TRECHO:
<<<<
Publicado em CLAUDIA em 2024
Nas palavras de Truman Capote, Babe Paley só tinha um defeito: “era perfeita. Fora isso? Era perfeita”. E o que ele alimentou, com esse resumo, foi a lenda dessa socialite americana, múltiplas vezes liderando a lista das mais bem vestidas do mundo, como uma musa de classe e elegância. De todos os Cisnes que ele “traiu” com seu livro Preces Atendidas, ferir Babe foi o que o fez sofrer e até se arrepender. Mas, será que mesmo Babe como dano colateral, não era mesmo importante revelar a verdade atrás do mito?
A proposta de Capote com seu livro era criar uma versão americana de À la recherche du temps perdu, de Marcel Proust, fazendo uma reflexão da vida e da sociedade, expondo suas futilidades e fachadas de vidas de glamour e riqueza. Quem leu o livro, ou qualquer outra do escritor, argumentaria que ele quase alcançou seu objetivo, mas não avaliou as consequências de seu plano, Nem tanto por conta das personagens, mas porque Capote era um dos mais apaixonados pelo estilo de vida que estava criticando. Nesse universo dos ricos e famosos, ele era adorado por sua língua ferina, e Babe Paley era a Rainha, aquela que todas almejavam ser. Obviamente ela teria que ser ‘revelada’. E doeu profundamente para os dois.

Por essa razão, Capote Versus Os Cisnes dá o destaque entre as solicialites à personagem de Naomi Watts. A empatia que até hoje Babe Paley desperta de gerações que jamais ouviram falar nela até o lançamento da série é singular, e reflete muito o que Babe Paley ainda simboliza. Ela não era atriz, não era cantora, não era esposa de políticos, mas uma mulher famosa que nasceu e morreu em uma vida de privilégios materiais, onde a superficialidade social a colocava em um pedestal. E como o livro de Capote sugere, por baixo disso tudo, estava uma mulher frustrada, solitária, doente e infeliz. O problema de deixar isso claro – sem autorização ou conhecimento da própria Babe – foi uma humilhação extra para ela, que só tinha essa imagem como proteção. Ainda é possível ouvir o rachar de seu coração ao ser exposta tão efetivamente por alguém que dominava palavras tão bem como Capote.
>>>>
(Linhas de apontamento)
<<<<
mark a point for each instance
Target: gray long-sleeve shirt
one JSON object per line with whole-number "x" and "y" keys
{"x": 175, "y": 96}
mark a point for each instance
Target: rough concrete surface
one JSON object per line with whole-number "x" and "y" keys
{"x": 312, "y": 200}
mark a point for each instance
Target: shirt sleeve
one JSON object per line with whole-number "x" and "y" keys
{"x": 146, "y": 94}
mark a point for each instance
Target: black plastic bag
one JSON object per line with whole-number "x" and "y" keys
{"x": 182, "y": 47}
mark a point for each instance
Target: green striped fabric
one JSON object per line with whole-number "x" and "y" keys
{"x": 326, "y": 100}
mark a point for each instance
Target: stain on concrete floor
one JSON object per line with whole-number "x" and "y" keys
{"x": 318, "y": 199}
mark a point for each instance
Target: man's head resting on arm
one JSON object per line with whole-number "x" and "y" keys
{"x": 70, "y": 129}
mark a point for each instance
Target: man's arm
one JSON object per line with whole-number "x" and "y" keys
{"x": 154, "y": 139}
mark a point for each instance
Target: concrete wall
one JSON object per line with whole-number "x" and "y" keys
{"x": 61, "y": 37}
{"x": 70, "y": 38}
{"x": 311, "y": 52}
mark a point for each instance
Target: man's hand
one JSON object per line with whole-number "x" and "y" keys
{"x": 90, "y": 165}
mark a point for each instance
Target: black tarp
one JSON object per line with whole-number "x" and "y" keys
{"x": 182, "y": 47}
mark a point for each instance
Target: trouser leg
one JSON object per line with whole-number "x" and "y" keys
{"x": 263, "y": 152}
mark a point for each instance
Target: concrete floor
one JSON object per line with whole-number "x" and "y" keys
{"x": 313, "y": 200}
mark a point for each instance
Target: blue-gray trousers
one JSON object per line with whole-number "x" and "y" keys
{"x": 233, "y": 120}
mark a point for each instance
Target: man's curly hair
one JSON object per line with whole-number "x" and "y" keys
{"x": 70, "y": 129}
>>>>
OBJETIVOS:
(1) Reproduza na íntegra todas as linhas de apontamento, da primeira à última, sem alterar nada.
(2) Prossiga o texto sobre Truman Capote e Babe Paley, começando logo depois da última frase.

RESPOSTAS EM ORDEM:
(1)
mark a point for each instance
Target: gray long-sleeve shirt
one JSON object per line with whole-number "x" and "y" keys
{"x": 175, "y": 96}
mark a point for each instance
Target: rough concrete surface
one JSON object per line with whole-number "x" and "y" keys
{"x": 312, "y": 200}
mark a point for each instance
Target: shirt sleeve
one JSON object per line with whole-number "x" and "y" keys
{"x": 146, "y": 94}
mark a point for each instance
Target: black plastic bag
one JSON object per line with whole-number "x" and "y" keys
{"x": 182, "y": 47}
mark a point for each instance
Target: green striped fabric
one JSON object per line with whole-number "x" and "y" keys
{"x": 326, "y": 100}
mark a point for each instance
Target: stain on concrete floor
one JSON object per line with whole-number "x" and "y" keys
{"x": 318, "y": 199}
mark a point for each instance
Target: man's head resting on arm
one JSON object per line with whole-number "x" and "y" keys
{"x": 70, "y": 129}
mark a point for each instance
Target: man's arm
one JSON object per line with whole-number "x" and "y" keys
{"x": 154, "y": 139}
mark a point for each instance
Target: concrete wall
one JSON object per line with whole-number "x" and "y" keys
{"x": 61, "y": 37}
{"x": 70, "y": 38}
{"x": 311, "y": 52}
mark a point for each instance
Target: man's hand
one JSON object per line with whole-number "x" and "y" keys
{"x": 90, "y": 165}
mark a point for each instance
Target: black tarp
one JSON object per line with whole-number "x" and "y" keys
{"x": 182, "y": 47}
mark a point for each instance
Target: trouser leg
one JSON object per line with whole-number "x" and "y" keys
{"x": 263, "y": 152}
mark a point for each instance
Target: concrete floor
one JSON object per line with whole-number "x" and "y" keys
{"x": 313, "y": 200}
mark a point for each instance
Target: blue-gray trousers
one JSON object per line with whole-number "x" and "y" keys
{"x": 233, "y": 120}
mark a point for each instance
Target: man's curly hair
one JSON object per line with whole-number "x" and "y" keys
{"x": 70, "y": 129}

(2)
Quem foi Babe Paley?
Se Truman Capote usou duas vezes a palavra perfeição para definir Babe Paley é preciso considerar que ela de fato era o que parecia ser. Sua elegância reconhecida publicamente incluía sua conduta em todos os aspectos de sua vida: social ou pessoal. Escondia atrás de sorrisos e vestidos perfeitos uma infelicidade e decepção que viriam à tona com a publicação do capítulo Le Côte Basque 1965, que saiu na revista Esquire, antecipando o que viria a ser o último livro de Truman Capote.
Truman sabia o que estava escrevendo, mesmo que muitos duvidassem o que ele realmente esperava alcançar com isso. Ele era íntimo de Babe, tinha um acesso privilegiado à ela e seus segredos, mas escolheu traí-la sem nenhum pudor. Será que ele acreditava estar liberando o peso dos ombros da amiga ao revelar como o marido dela era um homem tóxico? Hoje poderia existir essa corrente de defesa, mas há 50 anos não era o caso. Era uma vergonha para ela que o mundo soubesse como foi usada e abusada por todos os homens ao seu redor (incluindo o autor).

Na época que Truman conheceu Babe, ela já era casada com fundador da rede CBS, William S. Paley (Treat Williams, em seu último papel). Na verdade ela era o troféu desse homem ambicioso que muitos temiam por conta de seu poder. Para ajudar a imaginar quem ele era, pense em Logan Roy (Brian Cox), de Succession: grosso, inescrupuloso e perigoso. Na série da HBO, Logan se casou com a nobre inglesa Lady Caroline Colingwood (Harriet Walter) com o mesmo objetivo de ascensão social que Paley tinha ao se casar com Babe, mas Babe era doce e querida, bem diferente de Caroline.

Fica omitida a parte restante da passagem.